» Actions to take
A. In the forum post on verse versus word highlighting, which Bible text was the writer using when making the highlights shown in the screenshot?
B. Revise the forum post on highlighting by giving again the part that opens with the words containing "David's recent blog" and closes with "Accordance. Thanks, David!", with "valuable" put in place of "powerful".
C. Carry on the forum post about verse and word highlighting from the point where it stops.

Jump to content

Verse vs. Word highlighting


Kerry Magruder

Recommended Posts

David's recent blog posts on highlighting have been extremely welcome, as highlighting is an easily overlooked yet powerful feature in day-to-day use of Accordance. Thanks, David!

 

I made a comment on one of the posts about the difference between word and verse highlighting, and I want to continue the discussion here, if I may. Somehow long ago, I gained the impression that word highlights do not persist through module upgrades, but verse highlights do. This permanency would be, obviously, important to keep in mind when choosing whether to highlight a verse or a word.

 

David generously ran a test, upgrading a module, to see if word highlights were lost. They were not, so perhaps I was wrong - and it is very welcome news indeed that word highlights persist.

 

However, over time, I have noticed that my experience is more complicated than this. For example, I'm attaching a screenshot of some highlights I made a few years ago in Colossians, when I was using the NAS95S text. I've also posted the screenshot here:

http://kvmagruder.net/word-highlighting.jpg

 

At this time, I was using a highlight set designed for word highlighting, including "critical word," "repeated words," "hapax," etc., as well as some more general labels such as "research later," "compare versions," "cf. Dictionaries," etc.

 

Note, however, that over the last couple of years of updates of this module, that the highlights have shifted throughout the passage by a word or two, or at least by several letters. For example, "all things" should be highlighted in the same pinkish color in vs. 17, but as the screenshot shows, it has shifted.

 

So this level of drift, I guess, is to be expected, as the modules change. So maybe it's more accurate to characterize word highlighting as semi-permanent - persisting through updates but drifting, rather than remaining stable.

 

So... given the advantages of word highlighting, would anyone care to discuss possible strategies for mitigating and reducing drifting word highlights?

» Record set
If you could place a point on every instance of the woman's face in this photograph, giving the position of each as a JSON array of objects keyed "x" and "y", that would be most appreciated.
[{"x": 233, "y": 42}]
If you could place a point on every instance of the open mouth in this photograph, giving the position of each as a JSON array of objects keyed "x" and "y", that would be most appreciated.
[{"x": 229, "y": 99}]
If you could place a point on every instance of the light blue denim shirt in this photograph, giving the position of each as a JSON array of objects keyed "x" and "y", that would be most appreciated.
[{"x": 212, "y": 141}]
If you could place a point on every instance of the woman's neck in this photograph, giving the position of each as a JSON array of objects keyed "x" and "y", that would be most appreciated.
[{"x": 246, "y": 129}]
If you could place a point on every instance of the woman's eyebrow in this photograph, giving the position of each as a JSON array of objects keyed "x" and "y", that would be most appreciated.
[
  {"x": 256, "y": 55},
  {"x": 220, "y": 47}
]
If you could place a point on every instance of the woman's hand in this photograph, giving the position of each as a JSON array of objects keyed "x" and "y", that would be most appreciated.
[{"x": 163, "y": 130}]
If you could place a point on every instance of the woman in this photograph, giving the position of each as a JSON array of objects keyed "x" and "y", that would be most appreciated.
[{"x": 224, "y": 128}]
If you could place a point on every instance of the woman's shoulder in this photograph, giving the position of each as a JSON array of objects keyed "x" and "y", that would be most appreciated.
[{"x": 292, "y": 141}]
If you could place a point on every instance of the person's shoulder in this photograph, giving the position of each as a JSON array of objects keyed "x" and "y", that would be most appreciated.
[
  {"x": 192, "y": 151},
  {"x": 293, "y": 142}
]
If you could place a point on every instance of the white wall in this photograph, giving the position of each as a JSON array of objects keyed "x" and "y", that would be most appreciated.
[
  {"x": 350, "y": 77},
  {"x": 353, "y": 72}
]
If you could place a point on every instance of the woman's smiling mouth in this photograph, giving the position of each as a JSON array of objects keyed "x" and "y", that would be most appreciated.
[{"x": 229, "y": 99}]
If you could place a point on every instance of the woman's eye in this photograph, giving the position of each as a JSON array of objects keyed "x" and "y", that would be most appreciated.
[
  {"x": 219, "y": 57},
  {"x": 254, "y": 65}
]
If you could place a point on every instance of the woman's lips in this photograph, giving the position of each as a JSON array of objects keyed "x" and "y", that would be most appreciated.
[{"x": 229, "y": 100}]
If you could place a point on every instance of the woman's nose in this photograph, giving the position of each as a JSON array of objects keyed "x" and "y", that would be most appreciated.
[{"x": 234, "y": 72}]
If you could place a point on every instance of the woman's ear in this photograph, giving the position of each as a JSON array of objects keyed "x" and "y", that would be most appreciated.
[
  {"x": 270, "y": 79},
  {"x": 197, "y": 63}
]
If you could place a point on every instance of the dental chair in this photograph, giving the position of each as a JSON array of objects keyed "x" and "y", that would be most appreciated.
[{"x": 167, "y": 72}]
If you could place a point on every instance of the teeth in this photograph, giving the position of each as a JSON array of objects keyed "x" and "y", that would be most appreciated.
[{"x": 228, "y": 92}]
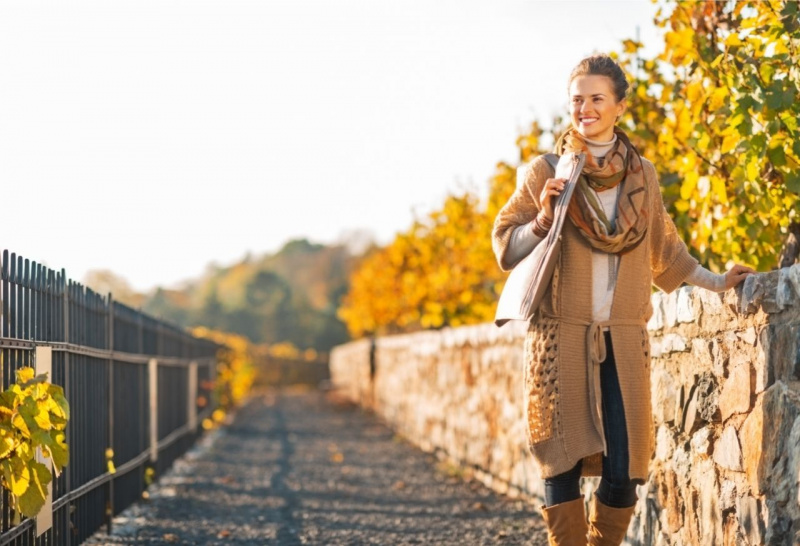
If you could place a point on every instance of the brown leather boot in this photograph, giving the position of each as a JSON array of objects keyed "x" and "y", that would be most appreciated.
[
  {"x": 566, "y": 523},
  {"x": 608, "y": 526}
]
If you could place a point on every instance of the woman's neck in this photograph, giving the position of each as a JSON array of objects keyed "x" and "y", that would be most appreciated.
[{"x": 599, "y": 149}]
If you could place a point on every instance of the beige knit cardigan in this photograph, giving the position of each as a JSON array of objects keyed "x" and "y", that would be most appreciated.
[{"x": 561, "y": 371}]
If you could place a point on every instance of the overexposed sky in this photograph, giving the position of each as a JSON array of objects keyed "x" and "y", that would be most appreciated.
[{"x": 154, "y": 137}]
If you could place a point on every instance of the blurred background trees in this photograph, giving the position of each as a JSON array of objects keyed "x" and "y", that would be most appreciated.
[{"x": 717, "y": 113}]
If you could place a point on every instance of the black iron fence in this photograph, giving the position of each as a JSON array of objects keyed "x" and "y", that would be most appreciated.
[{"x": 137, "y": 389}]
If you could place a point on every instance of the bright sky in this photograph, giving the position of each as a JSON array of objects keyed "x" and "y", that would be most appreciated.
[{"x": 154, "y": 137}]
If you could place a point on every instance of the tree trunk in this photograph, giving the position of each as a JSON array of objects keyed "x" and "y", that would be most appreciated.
[{"x": 791, "y": 246}]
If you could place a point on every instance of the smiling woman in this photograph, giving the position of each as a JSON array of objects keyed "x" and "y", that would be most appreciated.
[{"x": 587, "y": 354}]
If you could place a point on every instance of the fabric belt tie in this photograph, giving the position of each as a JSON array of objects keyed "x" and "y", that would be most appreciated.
[{"x": 596, "y": 352}]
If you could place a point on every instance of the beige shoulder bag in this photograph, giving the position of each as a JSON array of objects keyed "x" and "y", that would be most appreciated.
[{"x": 530, "y": 278}]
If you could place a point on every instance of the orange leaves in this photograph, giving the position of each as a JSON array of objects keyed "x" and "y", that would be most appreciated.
[{"x": 442, "y": 271}]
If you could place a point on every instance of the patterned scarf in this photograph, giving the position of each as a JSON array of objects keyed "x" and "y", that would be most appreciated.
[{"x": 623, "y": 166}]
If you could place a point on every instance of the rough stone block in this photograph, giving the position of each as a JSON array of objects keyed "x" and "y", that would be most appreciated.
[
  {"x": 753, "y": 293},
  {"x": 701, "y": 441},
  {"x": 671, "y": 310},
  {"x": 735, "y": 395},
  {"x": 727, "y": 495},
  {"x": 686, "y": 310},
  {"x": 727, "y": 452},
  {"x": 749, "y": 336},
  {"x": 749, "y": 514},
  {"x": 782, "y": 348},
  {"x": 720, "y": 354},
  {"x": 664, "y": 396},
  {"x": 701, "y": 350},
  {"x": 665, "y": 443},
  {"x": 765, "y": 434},
  {"x": 785, "y": 292},
  {"x": 669, "y": 343},
  {"x": 656, "y": 321}
]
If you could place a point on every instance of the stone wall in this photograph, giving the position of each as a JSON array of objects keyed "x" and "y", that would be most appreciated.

» Exercise results
A. The NAS95S text.

B.
David's recent blog posts on highlighting have been extremely welcome, as highlighting is an easily overlooked yet valuable feature in day-to-day use of Accordance. Thanks, David!

C.
PEACE

Kerry

Link to comment
Share on other sites

Kerry, I didn't mention this in the comment, but the one thing that can potentially mess up word highlighting is a module update which has a major change in the position of words in a verse or paragraph. This is more likely to happen in a tool than in a text module.

 

From your screenshot, it looks like all the places where the highlights have shifted come after a superscript character. "Giving thanks" at the beginning of verse 12 comes before any superscript characters and is not shifted at all. Many of the other highlights that are shifted by a single character contain a single superscript character. This may be something that resulted from a major change in the module at some point. Perhaps NAS95S was updated at some point to include additional superscript characters and that caused the shift.

Link to comment
Share on other sites

David,

 

Thanks for the reply - you're right about the drift being related to the superscripts in my screenshot. As one possible means of mitigating the drift, I tried hiding superscripts - using the one shortcut that we must remember, Cmd-T. :) But it did not have any effect.

 

It appears that word highlighting generally is based on a character count from the beginning of each verse. It's great that it resets at each verse, so that the drift isn't compounded further through the chapter or paragraph. So that automatically mitigates the drift - it could be much worse.

 

But the fact that the drift still occurs makes me hesitant to use word highlighting as much as I did that summer when I was reading Colossians. But maybe my experience is very limited, and the NAS95S module is atypical.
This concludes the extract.